======== Records for this exercise ========

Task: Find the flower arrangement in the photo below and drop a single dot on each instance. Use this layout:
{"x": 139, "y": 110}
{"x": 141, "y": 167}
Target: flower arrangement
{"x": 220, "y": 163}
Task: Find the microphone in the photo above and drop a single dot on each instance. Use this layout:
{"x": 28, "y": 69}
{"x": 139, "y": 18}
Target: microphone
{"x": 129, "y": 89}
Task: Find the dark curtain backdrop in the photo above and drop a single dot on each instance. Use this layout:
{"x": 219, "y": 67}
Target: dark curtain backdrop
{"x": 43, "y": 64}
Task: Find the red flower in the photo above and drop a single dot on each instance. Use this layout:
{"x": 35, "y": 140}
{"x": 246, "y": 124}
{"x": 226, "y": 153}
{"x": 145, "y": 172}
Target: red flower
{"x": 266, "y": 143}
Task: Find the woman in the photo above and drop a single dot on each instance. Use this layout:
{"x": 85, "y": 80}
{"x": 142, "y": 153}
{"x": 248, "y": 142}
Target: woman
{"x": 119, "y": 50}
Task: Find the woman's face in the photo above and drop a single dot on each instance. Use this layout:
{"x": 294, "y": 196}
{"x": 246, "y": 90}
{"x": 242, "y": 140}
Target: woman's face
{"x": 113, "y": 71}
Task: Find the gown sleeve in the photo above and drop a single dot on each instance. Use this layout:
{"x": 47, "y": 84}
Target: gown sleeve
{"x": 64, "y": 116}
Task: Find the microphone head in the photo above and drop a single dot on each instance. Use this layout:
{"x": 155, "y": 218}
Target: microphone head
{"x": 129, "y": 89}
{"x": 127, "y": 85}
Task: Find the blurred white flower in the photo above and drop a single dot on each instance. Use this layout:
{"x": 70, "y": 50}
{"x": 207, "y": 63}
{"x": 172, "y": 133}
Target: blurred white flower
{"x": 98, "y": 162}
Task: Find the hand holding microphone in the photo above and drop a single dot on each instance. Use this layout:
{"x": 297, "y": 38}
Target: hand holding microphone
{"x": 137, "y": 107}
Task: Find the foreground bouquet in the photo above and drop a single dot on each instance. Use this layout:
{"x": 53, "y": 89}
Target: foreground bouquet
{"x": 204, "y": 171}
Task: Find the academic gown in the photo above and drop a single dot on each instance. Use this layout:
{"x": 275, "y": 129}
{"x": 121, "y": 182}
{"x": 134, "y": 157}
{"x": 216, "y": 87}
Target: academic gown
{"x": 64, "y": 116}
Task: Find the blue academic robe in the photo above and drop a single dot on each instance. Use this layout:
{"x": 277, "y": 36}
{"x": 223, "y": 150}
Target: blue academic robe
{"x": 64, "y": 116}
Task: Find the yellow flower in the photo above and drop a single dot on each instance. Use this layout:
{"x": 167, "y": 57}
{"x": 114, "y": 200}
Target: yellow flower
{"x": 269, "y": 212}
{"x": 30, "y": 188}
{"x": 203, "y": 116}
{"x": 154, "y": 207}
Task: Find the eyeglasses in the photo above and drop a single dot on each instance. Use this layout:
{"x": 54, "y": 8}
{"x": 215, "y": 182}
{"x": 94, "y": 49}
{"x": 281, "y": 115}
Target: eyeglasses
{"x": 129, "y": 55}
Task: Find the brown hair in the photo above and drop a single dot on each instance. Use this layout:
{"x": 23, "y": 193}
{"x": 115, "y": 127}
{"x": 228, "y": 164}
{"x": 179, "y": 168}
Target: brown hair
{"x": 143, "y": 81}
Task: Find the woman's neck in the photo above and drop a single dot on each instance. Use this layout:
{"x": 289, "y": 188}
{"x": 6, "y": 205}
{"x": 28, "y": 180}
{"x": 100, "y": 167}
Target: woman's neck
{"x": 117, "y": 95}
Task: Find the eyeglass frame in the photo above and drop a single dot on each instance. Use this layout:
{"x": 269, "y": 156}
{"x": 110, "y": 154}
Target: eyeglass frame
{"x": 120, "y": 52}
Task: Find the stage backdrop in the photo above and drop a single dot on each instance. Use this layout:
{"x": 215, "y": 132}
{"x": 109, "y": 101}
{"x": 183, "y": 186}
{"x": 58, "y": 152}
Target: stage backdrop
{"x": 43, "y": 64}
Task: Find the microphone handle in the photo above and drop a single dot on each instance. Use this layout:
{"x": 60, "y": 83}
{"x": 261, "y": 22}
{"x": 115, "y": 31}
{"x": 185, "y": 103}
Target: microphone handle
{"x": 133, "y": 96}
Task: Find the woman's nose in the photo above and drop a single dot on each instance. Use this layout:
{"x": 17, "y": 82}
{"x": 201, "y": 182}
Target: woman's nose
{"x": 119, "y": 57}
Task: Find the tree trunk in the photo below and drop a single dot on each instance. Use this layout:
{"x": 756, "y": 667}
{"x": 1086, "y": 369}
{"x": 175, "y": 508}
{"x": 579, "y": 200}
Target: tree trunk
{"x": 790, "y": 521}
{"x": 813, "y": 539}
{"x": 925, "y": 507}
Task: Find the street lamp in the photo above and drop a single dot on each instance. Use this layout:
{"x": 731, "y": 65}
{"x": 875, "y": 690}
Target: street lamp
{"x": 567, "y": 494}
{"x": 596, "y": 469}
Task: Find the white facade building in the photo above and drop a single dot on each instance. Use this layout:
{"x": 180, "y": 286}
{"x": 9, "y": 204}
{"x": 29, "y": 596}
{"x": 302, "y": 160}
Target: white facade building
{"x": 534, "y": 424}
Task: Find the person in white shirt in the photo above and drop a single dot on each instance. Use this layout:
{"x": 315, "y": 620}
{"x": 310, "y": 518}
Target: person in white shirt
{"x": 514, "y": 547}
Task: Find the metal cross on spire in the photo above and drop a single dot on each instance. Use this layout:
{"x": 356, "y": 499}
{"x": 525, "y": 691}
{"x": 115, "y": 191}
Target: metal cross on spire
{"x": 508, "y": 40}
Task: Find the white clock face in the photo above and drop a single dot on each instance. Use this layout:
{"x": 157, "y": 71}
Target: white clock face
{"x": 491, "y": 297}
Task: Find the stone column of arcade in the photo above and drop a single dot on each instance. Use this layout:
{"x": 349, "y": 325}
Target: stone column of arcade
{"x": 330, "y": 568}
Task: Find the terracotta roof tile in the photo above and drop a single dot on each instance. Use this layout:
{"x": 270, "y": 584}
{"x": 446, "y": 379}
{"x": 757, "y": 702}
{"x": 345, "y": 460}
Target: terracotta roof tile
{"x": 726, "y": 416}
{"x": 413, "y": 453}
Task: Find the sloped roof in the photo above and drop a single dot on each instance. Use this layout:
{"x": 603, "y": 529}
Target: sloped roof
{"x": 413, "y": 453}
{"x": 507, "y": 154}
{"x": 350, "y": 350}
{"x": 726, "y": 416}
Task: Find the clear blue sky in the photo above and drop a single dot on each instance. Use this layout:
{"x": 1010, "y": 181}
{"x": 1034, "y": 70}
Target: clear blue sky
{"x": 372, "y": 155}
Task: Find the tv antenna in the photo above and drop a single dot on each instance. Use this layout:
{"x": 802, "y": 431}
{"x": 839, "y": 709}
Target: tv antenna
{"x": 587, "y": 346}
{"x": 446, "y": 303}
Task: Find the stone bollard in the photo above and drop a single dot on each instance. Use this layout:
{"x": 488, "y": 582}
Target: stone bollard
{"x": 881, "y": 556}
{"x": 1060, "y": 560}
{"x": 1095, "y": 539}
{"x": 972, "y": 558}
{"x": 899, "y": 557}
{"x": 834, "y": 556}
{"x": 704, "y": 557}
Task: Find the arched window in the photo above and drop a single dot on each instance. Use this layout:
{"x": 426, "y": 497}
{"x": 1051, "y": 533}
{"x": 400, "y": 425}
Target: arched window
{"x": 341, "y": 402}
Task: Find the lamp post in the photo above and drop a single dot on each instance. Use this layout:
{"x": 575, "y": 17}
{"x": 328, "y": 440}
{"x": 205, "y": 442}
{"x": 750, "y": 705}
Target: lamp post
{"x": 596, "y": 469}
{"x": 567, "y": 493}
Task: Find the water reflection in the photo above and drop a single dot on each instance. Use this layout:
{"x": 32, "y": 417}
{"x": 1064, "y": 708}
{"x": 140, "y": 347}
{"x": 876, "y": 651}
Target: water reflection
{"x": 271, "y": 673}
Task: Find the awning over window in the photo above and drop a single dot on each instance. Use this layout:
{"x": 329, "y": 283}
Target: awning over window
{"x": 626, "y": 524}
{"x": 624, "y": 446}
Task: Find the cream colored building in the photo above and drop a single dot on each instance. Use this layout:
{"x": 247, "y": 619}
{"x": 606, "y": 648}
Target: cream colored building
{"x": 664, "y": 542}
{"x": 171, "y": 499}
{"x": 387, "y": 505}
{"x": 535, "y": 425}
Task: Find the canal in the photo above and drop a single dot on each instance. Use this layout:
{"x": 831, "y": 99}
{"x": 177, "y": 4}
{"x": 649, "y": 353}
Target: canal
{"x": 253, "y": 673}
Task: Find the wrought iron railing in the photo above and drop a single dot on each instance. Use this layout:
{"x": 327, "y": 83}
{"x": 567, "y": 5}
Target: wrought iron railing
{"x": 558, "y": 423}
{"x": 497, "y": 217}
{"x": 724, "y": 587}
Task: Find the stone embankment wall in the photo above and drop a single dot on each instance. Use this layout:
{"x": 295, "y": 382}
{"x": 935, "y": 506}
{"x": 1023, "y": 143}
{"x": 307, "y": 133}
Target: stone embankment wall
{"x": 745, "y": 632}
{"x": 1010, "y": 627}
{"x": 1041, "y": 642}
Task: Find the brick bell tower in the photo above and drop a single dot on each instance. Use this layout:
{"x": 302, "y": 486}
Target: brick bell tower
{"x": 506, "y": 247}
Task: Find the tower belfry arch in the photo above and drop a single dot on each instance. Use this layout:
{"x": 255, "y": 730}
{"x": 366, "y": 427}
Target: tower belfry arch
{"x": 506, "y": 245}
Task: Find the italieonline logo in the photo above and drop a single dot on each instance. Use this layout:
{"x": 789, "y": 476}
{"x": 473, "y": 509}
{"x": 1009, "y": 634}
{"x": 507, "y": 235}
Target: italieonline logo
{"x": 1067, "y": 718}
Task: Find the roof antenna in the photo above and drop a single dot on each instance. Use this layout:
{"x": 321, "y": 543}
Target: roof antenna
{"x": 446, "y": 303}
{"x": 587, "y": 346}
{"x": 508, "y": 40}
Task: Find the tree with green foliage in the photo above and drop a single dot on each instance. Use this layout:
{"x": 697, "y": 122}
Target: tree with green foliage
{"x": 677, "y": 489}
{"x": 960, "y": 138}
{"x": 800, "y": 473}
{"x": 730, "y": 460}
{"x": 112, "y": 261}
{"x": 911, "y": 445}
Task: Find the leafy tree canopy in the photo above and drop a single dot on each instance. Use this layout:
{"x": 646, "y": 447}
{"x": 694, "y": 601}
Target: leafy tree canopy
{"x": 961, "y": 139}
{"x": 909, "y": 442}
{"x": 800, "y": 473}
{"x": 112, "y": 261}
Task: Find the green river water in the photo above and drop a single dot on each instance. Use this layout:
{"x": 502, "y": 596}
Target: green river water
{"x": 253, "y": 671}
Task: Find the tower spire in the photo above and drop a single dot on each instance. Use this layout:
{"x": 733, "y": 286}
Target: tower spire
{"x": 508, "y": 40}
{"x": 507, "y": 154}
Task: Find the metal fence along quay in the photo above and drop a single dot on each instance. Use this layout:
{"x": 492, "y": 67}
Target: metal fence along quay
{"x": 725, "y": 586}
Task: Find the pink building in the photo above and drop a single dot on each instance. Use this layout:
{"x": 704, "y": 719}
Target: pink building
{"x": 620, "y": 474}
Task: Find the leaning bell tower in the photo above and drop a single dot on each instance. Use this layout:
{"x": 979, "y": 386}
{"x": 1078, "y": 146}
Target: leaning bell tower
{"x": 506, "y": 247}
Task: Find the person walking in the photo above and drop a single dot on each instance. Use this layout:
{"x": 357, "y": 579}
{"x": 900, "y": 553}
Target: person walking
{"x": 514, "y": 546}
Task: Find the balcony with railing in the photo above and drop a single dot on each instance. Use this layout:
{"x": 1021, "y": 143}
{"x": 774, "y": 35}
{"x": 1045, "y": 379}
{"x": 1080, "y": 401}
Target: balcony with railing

========

**What the task requires**
If a line of the records holds the word "below", count it; report only the total.

**Written solution**
2